Written request:
Would you return the complete listing below word for word?

Data extract:

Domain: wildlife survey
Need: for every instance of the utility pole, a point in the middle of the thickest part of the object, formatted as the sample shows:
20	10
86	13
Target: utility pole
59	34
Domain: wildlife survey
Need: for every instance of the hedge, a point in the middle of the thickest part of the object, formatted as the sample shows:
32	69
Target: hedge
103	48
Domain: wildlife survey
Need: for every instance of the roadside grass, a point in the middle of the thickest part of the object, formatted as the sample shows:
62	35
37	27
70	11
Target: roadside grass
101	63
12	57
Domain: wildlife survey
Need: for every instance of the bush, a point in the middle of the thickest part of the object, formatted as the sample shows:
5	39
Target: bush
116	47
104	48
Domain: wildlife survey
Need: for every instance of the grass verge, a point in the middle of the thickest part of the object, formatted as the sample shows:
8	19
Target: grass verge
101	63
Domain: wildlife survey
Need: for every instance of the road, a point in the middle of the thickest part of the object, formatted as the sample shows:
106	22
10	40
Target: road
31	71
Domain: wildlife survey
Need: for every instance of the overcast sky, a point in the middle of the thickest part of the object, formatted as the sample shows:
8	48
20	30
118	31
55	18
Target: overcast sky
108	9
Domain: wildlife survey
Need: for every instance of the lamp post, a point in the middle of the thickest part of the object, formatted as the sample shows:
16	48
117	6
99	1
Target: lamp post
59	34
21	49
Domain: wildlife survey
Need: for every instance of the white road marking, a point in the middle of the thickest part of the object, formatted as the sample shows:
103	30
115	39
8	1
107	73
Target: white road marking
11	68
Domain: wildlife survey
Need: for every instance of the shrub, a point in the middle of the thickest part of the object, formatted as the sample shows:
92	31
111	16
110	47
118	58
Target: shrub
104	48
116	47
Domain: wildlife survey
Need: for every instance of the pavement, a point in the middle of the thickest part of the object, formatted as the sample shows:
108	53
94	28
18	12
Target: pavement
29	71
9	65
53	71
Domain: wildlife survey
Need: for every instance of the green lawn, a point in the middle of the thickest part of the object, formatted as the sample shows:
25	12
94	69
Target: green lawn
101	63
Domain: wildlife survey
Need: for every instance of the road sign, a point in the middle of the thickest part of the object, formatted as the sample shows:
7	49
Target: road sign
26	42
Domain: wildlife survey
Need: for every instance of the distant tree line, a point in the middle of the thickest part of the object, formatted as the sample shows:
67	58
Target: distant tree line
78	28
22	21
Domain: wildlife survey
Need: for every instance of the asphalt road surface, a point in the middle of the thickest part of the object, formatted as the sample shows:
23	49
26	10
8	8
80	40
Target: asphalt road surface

Expected output:
Domain: wildlife survey
Need: for every instance of the utility pole, a point in the middle of the thickest part of the object, formatted as the sample shows:
20	10
86	13
Target: utility pole
59	34
Domain: wildlife survey
Need: for every instance of the hedge, a point in the middle of the thickest part of the object, formatted as the sample shows:
32	69
Target: hedge
103	48
Domain: wildlife survey
Need: for every instance of the roadside grass, a point in the middle of the thickest part of the object, formatted as the sample shows:
62	35
37	27
70	11
Target: roadside grass
101	63
12	57
Domain: wildlife survey
Need: for every instance of the bush, a point in the middle of the thickest part of the object, formatted as the sample shows:
5	39
Target: bush
116	47
104	48
Domain: wildlife survey
Need: for every instance of the grass verge, a point in the middle of the thickest part of the object, formatted as the sample shows:
8	19
Target: grass verge
101	63
Domain: wildlife survey
Need: for every instance of the road, a point in the middle of the thickest part of the object, formatted as the sample shows:
106	22
10	40
Target: road
31	71
Domain: wildlife survey
Need: for every instance of the overcast sky, a point in the middle of the thickest part of the object, formatted as the sample shows:
8	48
20	30
118	31
55	18
Target: overcast sky
108	9
Domain: wildlife survey
Need: for every instance of the lamp post, a point in the middle of the thickest part of the object, formatted as the sample shows:
16	48
117	6
99	1
Target: lamp post
59	34
21	49
Domain: wildlife survey
Need: for every instance of the white road marking, a point in the middle of the thickest part of the object, formatted as the sample shows:
103	30
115	39
8	1
107	73
Target: white road marking
11	68
Domain: wildlife survey
Need: for every instance of the shrub, a point in the middle of the thickest part of the object, formatted as the sample shows:
92	31
111	16
110	47
118	58
Target: shrub
104	48
116	47
Domain: wildlife survey
Need: for every instance of the pavement, a point in the middle of the thickest part of the object, formatted as the sample shows:
108	53
94	28
18	12
Target: pavement
29	71
9	65
53	71
Domain: wildlife survey
Need: for every instance of the green lawn, a point in the middle of the thickest part of the object, formatted as the sample shows:
25	12
94	69
Target: green lawn
101	63
Domain: wildlife survey
Need: for every instance of the road sign, a point in the middle of the thickest part of the object, formatted as the sample shows:
7	49
Target: road sign
26	42
Domain: wildlife survey
Need: for every instance of the distant tree line, a point in the middle of the thickest part of the object, formatted as the sample shows:
67	58
Target: distant tree line
78	28
22	21
Domain: wildlife survey
Need: for every instance of the asphalt road surface, a point in the middle of the thickest part of the object, formatted as the sample shows:
23	49
26	10
8	8
80	40
Target: asphalt road surface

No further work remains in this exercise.